__TEXTAUSZUG__
Zu diesem Bereich führt die Klägerin eingehend aus, wie das Ermessen nach ihrer Auffassung hätte ausgeübt werden müssen.

Der Beschwerdevortrag erfüllt insoweit nicht die Anforderungen an eine (zulässige) Darlegung grundsätzlicher Bedeutung (§ 115 Abs. 3 Satz 3 FGO). Dargelegt wird nicht, inwieweit Rechtsfragen zur Ermessensausübung bei Erlaßablehnung (§ 227 der Abgabenordnung --AO 1977--) noch umstritten, klärungsbedürftig und (im angestrebten Revisionsverfahren) klärbar sind, sondern inwieweit sie, die Klägerin, das FG-Urteil (und die Ermessensausübung durch die Verwaltungsbehörden) für unzutreffend hält. Dieser Vortrag ergibt, daß es der Klägerin nicht um die Klärung umstrittener Grundsätze, sondern um die Anwendung bestehender Grundsätze mit einem bestimmten Ergebnis geht.

2. Die behauptete Abweichung des FG-Urteils von den BFH-Entscheidungen vom 21. April 1977 IV R 161, 162/75 (BFHE 122, 141, 146, BStBl II 1977, 512) und vom 23. November 1994 X R 124/92 (BFHE 177, 246, BStBl II 1995, 824) wird in der Beschwerdebegründung ebenfalls nicht hinreichend bezeichnet (§ 115 Abs. 2 Nr. 2 i.V.m. Abs. 3 Satz 3 FGO). Der (wiedergegebenen) Aussage dieser Entscheidungen, einem Erlaßantrag sei stattzugeben, wenn dies durch eine Grundrechtskonformität herstellende Billigkeit gefordert werde, wird kein abweichender abstrakter Rechtssatz des FG gegenübergestellt. Die Klägerin legt vielmehr dar, wie nach ihrer Auffassung der Rechtssatz des BFH auf den Sachverhalt des Streitfalls anzuwenden gewesen wäre.

__AUFGABEN__
(1) Welche Vorschrift der Abgabenordnung nennt der Textauszug im Zusammenhang mit der Erlassablehnung?
(2) Finde jede Zeile der Datensätze, in der das Wort "black" vorkommt, und gib diese Zeilen wieder.
Die Datensätze haben mit dem Textauszug nichts zu tun.

(Annotationsdaten zur Objektlokalisierung)
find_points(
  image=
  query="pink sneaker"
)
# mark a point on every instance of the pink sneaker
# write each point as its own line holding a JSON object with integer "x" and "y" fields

---

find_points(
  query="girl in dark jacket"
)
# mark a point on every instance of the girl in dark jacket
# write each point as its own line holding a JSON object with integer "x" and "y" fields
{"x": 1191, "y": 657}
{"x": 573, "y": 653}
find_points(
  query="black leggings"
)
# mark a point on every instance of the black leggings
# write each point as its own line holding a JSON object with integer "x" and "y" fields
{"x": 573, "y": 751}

__LÖSUNGEN__
(1) § 227 der Abgabenordnung (AO 1977).

(2)
  query="black leggings"
# mark a point on every instance of the black leggings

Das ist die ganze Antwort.